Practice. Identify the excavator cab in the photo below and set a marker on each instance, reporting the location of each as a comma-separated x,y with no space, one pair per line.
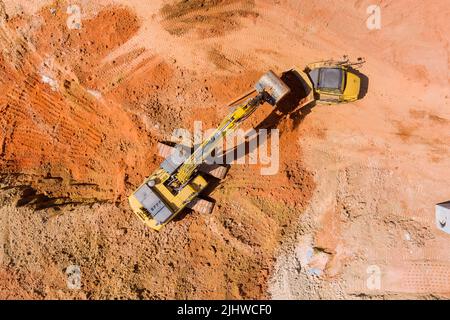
335,81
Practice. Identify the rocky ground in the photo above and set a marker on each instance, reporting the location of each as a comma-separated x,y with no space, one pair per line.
88,91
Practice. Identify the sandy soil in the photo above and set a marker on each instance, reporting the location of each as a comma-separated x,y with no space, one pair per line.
82,111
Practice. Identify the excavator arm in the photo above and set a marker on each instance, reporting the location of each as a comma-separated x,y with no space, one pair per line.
174,186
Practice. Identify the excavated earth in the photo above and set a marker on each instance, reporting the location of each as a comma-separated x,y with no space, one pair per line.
349,213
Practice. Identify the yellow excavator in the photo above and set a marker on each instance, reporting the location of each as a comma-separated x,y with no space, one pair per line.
177,183
180,179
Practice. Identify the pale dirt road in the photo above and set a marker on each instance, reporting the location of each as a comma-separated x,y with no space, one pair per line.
82,111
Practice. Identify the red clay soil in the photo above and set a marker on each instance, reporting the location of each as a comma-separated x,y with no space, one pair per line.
83,109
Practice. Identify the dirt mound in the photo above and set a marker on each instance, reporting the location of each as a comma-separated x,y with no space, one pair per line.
83,106
207,18
60,138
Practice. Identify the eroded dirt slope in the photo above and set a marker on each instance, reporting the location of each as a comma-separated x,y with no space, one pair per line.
82,109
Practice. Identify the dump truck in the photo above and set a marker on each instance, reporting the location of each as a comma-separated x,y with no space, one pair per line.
183,175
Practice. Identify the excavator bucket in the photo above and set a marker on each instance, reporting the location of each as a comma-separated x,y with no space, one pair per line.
273,85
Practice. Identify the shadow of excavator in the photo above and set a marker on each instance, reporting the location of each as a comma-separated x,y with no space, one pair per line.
296,105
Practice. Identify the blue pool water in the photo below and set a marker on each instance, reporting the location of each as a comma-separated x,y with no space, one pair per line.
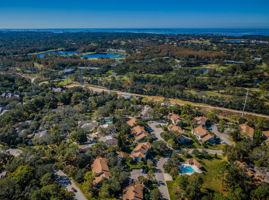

* **What to work on**: Please turn all of the material above into a numbered list with one line per item, skipping blank lines and leaving out the pictures.

* **Right answer**:
1. Practice. Identify the excavator cab in the photo below and set a marker on each instance, reporting the location of each as a comma-separated x,y with no space, one pair per line.
2. 335,81
3. Practice. Identify the rocky ground in the photo above and set a marker on each instance, reporting the location of each as a comma-separated x,y with no space, one pair per line.
4. 88,91
5. Practice. Identify the sandy soil in the photo above and set a marker on each instance, reporting the location of each as a comma-separated x,y with no space, one pair per line.
6. 82,111
7. Practice. Identify the excavator arm in the photo above and set a marker on each instance, reporting the location of each as a comma-separated x,y with no space, one pair per line.
8. 174,186
9. Practice. Identify the excavated earth in the photo above and set a marker on each instance, reporting the location of each as a comma-separated x,y with no space, one pair per line.
10. 349,213
11. Practice. Identify the yellow excavator in the photo above and set a marker on each instance, reporting the location of each as a comma-separated x,y with no space, one pair per line.
12. 177,183
13. 180,179
14. Practice. Identify the pale dirt road in the photo above and set a marker on each instance, reporting the location of each as a comma-separated x,y with no space, one pair per line.
15. 82,111
16. Practice. Identify the red clay soil in the photo above and set a marker on each instance, reporting the location of each as a comma-separated x,y with no space, one pair per line.
17. 83,109
18. Practice. Identify the dirt mound in the photo above and set a marker on each instance, reporting the location of each as a comma-separated x,y with no space, one pair per line.
19. 83,106
20. 207,18
21. 60,138
22. Practice. Identify the eroded dirt slope in the photo above and set a marker on each instance, reporting the location of each as a comma-separated x,y with no space, one pair per line.
23. 82,109
24. Practice. Identify the dump truck in the photo above and set a marker on each instance, reporting the location of each as a comma-separated x,y with no space, one pair per line.
25. 183,175
26. Practice. Identify the excavator bucket in the photo above and set a marker on each instance, reporting the location of each as a comma-separated x,y with no space, one pair per line.
27. 273,85
28. Practice. Identify the shadow of excavator in the photo above and set a marker on each instance, reporting the location of each as a comma-separated x,y with no space, one pair per line.
29. 296,105
30. Practice. Identify the blue pool water in the photo below and set a marker on each instance, reporting the location of each as a comma-separated x,y with no space, one pair per line.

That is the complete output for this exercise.